(Problem description)
Taking the line containing "Q: Point out each instance of the thin" as the first and the last line of the entries as the end, reproduce every line between them exactly, including both.

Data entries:
____
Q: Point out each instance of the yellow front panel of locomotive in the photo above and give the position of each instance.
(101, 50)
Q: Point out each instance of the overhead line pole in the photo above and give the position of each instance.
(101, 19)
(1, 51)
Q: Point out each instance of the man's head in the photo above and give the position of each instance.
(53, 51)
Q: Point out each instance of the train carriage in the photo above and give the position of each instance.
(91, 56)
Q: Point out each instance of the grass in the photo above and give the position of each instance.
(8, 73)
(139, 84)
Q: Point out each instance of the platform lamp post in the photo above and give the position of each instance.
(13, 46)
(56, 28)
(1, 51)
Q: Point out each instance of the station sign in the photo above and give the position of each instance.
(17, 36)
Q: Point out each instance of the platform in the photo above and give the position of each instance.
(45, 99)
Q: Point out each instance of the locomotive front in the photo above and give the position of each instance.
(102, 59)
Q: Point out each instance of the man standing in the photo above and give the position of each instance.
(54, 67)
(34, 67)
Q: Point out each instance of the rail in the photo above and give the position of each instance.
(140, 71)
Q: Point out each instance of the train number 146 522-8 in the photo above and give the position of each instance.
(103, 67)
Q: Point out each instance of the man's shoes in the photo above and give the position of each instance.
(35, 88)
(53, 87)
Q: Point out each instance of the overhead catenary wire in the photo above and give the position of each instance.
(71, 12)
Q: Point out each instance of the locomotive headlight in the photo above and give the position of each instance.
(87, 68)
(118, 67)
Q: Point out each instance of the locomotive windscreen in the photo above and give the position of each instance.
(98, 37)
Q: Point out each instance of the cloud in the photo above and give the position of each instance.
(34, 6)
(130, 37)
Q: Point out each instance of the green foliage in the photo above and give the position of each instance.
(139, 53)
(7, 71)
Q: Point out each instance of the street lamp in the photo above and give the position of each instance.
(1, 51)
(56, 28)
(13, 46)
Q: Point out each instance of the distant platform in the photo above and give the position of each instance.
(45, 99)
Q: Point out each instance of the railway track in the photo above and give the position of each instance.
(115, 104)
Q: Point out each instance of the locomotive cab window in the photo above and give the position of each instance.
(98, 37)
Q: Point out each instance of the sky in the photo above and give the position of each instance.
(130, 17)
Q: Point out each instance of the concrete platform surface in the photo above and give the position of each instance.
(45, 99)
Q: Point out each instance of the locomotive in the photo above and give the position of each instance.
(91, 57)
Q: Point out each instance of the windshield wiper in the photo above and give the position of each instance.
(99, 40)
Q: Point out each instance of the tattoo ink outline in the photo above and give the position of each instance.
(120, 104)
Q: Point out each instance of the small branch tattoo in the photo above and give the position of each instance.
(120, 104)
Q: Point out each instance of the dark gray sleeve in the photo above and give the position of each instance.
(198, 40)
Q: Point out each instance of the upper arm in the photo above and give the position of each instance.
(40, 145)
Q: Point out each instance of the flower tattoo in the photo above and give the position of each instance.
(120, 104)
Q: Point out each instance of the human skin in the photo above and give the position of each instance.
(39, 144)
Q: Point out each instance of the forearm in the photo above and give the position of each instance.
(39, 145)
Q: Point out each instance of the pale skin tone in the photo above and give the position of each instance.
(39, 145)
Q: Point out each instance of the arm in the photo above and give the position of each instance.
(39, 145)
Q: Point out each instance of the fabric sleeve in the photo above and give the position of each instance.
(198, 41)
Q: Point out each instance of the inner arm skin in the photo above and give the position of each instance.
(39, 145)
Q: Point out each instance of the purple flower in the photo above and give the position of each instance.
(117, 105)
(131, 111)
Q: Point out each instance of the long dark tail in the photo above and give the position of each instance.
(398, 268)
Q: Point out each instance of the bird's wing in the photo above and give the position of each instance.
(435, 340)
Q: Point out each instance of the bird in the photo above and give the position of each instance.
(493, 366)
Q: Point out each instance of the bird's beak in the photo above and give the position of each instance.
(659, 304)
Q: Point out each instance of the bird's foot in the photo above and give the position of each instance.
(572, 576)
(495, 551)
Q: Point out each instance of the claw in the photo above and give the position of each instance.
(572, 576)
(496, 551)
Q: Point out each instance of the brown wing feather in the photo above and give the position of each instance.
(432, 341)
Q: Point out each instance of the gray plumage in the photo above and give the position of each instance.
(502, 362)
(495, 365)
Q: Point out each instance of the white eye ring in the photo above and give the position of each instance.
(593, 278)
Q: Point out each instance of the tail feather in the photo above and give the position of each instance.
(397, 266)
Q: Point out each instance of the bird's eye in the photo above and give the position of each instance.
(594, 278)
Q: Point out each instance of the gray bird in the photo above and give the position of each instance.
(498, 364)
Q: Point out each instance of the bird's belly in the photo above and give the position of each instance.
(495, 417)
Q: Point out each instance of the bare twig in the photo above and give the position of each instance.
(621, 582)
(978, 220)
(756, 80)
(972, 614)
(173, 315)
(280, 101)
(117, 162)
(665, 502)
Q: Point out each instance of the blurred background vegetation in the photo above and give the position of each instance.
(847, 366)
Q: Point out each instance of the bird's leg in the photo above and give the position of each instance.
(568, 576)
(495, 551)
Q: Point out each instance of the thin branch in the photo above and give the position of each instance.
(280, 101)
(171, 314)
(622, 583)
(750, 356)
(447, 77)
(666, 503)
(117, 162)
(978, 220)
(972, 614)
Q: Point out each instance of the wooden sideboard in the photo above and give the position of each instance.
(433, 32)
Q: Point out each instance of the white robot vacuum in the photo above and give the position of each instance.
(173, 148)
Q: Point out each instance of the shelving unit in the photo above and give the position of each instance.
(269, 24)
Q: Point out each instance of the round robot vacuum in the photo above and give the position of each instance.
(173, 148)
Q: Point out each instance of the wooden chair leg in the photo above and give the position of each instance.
____
(Written answer)
Q: Point out each instance of the thin branch in the photo above and give the position of each instance.
(280, 101)
(171, 314)
(622, 583)
(750, 356)
(447, 77)
(666, 503)
(117, 162)
(978, 220)
(972, 614)
Q: Point out each instance of the wooden sideboard in the photo above and give the position of each instance.
(433, 32)
Q: Point out each instance of the white robot vacuum in the photo above and give the position of each instance.
(173, 148)
Q: Point out each instance of the shelving unit in the photo above and give the position of each instance.
(269, 24)
Q: Point out each instance of the round robot vacuum in the photo above and give the position of each instance.
(173, 148)
Q: Point out each instance of the wooden chair leg in the photo above and give the position of each instance.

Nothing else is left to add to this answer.